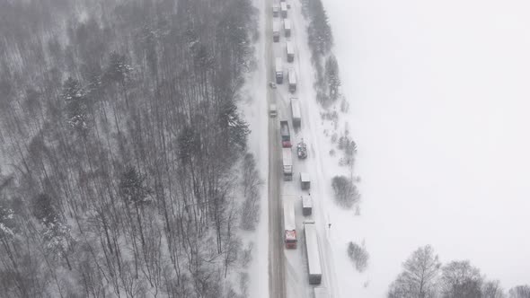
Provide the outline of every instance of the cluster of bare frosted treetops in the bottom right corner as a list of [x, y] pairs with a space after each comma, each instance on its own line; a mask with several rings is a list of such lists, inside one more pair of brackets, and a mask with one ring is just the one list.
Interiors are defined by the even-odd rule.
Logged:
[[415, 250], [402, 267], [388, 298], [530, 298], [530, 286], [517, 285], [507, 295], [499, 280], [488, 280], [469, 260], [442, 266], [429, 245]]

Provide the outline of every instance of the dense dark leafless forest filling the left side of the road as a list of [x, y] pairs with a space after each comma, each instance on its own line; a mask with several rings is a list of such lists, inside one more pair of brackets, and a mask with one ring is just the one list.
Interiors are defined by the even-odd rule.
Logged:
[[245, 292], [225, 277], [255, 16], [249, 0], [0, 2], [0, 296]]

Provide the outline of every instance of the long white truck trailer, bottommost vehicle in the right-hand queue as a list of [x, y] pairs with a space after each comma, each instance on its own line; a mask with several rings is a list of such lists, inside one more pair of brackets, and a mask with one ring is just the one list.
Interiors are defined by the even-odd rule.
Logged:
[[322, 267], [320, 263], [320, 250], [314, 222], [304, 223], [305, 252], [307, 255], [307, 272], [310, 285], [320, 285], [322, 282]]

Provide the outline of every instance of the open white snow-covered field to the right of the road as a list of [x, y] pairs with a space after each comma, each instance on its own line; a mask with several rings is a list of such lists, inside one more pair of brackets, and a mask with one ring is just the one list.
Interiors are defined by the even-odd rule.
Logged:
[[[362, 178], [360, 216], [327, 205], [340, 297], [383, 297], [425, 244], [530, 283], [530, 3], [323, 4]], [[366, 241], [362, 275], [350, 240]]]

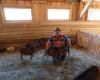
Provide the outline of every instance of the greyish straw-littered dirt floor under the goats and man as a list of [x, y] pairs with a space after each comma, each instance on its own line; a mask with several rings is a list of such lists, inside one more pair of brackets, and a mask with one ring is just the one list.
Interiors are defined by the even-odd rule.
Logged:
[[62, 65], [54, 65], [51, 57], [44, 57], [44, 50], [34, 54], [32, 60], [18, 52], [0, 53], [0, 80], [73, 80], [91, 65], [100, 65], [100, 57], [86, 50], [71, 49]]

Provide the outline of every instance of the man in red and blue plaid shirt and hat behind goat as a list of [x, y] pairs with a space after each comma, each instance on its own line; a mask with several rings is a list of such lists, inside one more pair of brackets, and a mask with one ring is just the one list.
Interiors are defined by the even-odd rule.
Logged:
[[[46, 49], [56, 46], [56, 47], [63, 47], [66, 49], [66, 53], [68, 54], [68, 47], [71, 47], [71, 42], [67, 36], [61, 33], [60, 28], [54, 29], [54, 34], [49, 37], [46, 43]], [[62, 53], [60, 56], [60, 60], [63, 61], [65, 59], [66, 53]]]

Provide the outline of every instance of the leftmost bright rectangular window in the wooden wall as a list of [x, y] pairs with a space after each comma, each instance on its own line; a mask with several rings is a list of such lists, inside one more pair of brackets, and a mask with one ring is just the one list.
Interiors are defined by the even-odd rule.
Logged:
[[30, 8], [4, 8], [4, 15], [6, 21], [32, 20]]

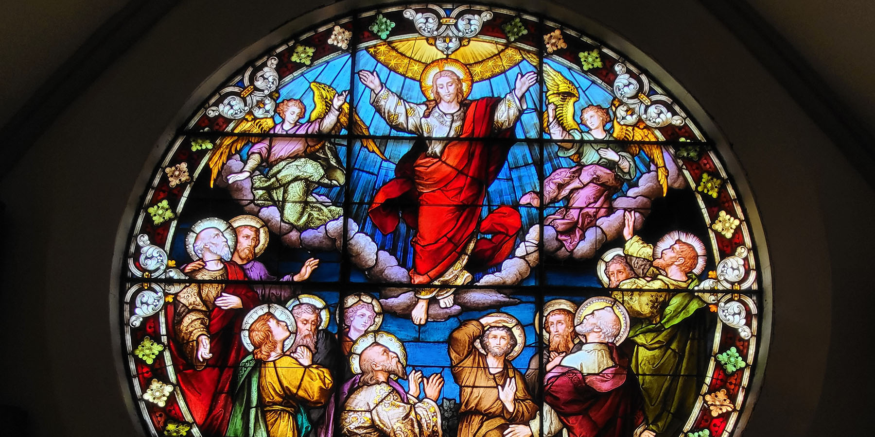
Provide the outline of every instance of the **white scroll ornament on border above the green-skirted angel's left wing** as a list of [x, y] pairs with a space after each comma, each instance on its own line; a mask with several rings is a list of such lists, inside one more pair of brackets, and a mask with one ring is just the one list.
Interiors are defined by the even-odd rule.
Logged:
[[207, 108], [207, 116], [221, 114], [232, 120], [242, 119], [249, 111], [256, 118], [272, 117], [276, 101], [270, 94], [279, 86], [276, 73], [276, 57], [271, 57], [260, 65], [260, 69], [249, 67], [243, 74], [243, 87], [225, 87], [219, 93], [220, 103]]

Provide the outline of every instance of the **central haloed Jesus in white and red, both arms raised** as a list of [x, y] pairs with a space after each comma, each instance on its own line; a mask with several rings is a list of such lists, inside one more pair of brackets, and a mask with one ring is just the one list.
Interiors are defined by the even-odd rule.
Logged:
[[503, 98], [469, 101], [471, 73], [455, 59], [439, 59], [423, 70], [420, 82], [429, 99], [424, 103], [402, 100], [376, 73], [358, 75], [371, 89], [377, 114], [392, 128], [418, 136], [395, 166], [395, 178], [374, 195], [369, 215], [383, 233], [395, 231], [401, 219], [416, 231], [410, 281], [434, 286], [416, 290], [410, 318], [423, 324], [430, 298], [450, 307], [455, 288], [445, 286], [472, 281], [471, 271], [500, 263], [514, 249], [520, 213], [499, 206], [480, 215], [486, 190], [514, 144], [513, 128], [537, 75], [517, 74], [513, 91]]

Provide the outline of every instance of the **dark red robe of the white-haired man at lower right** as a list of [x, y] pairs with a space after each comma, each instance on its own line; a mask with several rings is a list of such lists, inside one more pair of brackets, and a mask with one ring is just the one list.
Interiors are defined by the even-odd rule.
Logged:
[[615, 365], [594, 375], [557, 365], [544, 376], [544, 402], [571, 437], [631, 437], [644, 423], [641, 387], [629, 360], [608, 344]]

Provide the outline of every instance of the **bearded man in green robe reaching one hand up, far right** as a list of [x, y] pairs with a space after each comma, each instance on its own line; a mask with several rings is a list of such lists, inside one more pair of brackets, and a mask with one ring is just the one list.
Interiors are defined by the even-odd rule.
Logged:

• _Problem statement_
Take the lines of the material above from the first through the one containing "Provide the outline of every instance of the long", both included, and print them exactly without the pictures.

• _Solution below_
Provide the outline of every instance of the cluster of bare frosted treetops in the bottom right corner as a list of [x, y] pairs with a space after each comma, each instance on its own line; a mask with several rings is a list of such lists, inside one more pair of brackets, and a mask with one ring is just the one list.
Interiors are defined by the even-odd rule.
Logged:
[[415, 250], [402, 267], [388, 298], [530, 298], [530, 286], [517, 285], [507, 295], [499, 280], [488, 280], [469, 260], [442, 266], [429, 245]]

Provide the outline of every instance of the dense dark leafless forest filling the left side of the road as a list of [x, y] pairs with a space after each comma, each instance on its own line; a mask with several rings is a list of such lists, inside one more pair of brackets, and a mask with one ring is just the one list.
Interiors are defined by the even-odd rule.
Logged:
[[245, 292], [225, 277], [255, 16], [249, 0], [0, 2], [0, 296]]

Provide the outline of every instance of the long white truck trailer, bottommost vehicle in the right-hand queue as a list of [x, y] pairs with a space after each comma, each instance on its own line; a mask with several rings is a list of such lists, inside one more pair of brackets, and a mask with one ring is just the one list.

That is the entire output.